EXCERPTED TEXT:

## START

Thirty-four years ago day, Chicago photographer, historian and salvager Richard Nickel was killed when several thousand pounds of the steel and concrete guts of the Chicago Stock Exchange Building fell on him. Nickel was inside of the building -- designed by Louis Sullivan -- on the first floor, having come to the building to rescue a stair stringer and a few other items after repeated warnings from wreckers to stay away. Nickel stepped forward a few years too far ahead of the preservation game to have had things easy. He saw destruction around him, especially of the works of the now-lauded Sullivan, and set out to at least document condemned buildings through photographs. Then he made the fatal discovery that he could recover parts of these buildings that would otherwise never be seen again. Motivated only by a love for preserving knowledge, and often privately very bitter, Nickel took over 11,000 photographs and saved countless pieces of architectural ornament, most of which now belongs to Southern Illinois University at Edwardsville. Nickel rarely made a dime from his efforts, and never held a steady job except for the one that he assigned himself. He was somehat reclusive and shunned public attention, instead exerting influence through relationships with writers, architects and historians whom he thought were sympathetic to his lonely cause.

## END

DATA PROVIDED:
## START

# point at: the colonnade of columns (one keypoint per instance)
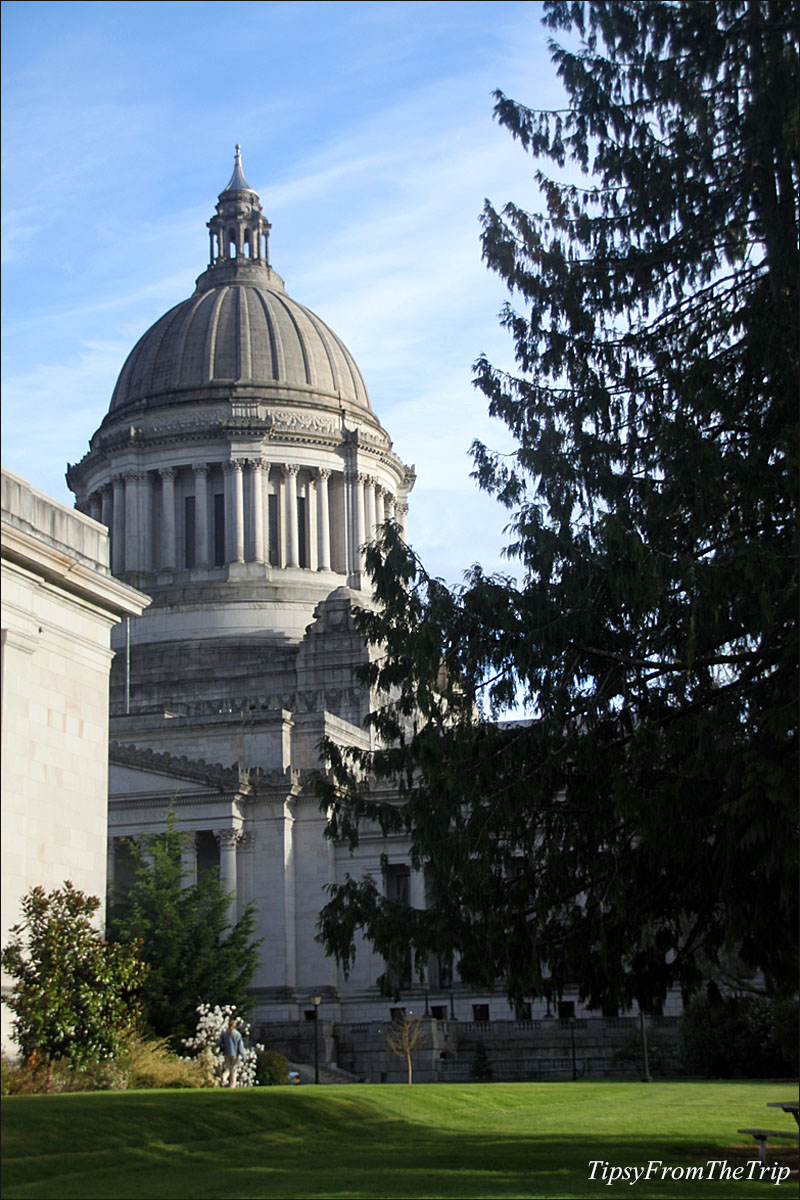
(228, 840)
(323, 537)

## END

WHAT TO DO: In the piece about Richard Nickel, which university now owns most of the architectural ornament he saved?

WRITTEN ANSWER: Southern Illinois University at Edwardsville